◆ **Stored data**
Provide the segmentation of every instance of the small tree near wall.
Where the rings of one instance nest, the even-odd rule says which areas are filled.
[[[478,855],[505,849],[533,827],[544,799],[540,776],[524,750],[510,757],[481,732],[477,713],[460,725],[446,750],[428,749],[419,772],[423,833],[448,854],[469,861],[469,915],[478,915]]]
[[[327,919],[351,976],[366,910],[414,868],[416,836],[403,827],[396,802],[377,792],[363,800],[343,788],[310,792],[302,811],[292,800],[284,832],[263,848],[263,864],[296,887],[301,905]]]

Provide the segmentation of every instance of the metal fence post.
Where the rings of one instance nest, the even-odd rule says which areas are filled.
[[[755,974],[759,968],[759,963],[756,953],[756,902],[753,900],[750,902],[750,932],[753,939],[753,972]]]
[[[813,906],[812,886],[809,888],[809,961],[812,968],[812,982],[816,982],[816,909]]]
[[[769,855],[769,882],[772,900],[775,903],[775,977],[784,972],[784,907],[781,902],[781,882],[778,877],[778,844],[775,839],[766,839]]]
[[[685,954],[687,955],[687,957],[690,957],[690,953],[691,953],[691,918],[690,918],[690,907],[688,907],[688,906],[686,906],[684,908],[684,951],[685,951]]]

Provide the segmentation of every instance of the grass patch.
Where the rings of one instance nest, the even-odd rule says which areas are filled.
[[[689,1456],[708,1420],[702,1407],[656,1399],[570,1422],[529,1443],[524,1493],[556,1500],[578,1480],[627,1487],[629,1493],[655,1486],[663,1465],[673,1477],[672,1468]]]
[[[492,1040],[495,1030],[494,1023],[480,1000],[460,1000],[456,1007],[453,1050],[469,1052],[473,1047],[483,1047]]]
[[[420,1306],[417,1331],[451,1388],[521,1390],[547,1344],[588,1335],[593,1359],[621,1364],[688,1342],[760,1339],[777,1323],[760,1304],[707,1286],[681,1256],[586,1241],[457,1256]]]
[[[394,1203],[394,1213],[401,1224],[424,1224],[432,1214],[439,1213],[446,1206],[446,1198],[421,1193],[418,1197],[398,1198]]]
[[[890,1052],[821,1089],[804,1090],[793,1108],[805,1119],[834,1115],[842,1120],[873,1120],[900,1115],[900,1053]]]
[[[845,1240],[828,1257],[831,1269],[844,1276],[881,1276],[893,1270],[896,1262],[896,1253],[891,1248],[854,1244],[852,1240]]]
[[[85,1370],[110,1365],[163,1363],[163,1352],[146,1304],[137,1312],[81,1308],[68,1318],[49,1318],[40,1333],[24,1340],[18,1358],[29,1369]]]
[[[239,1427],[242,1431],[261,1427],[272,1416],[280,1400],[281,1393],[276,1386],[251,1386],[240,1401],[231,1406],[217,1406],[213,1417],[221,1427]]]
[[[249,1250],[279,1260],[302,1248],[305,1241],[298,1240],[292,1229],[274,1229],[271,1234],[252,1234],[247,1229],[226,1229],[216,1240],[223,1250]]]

◆ **Task statement**
If a line of the records above holds the word "every", show it.

◆ **Exercise output**
Provide the segmentation of every instance of the small tree near wall.
Provide the segmentation of every instance of the metal fence post.
Provide the segmentation of every instance of the grass patch.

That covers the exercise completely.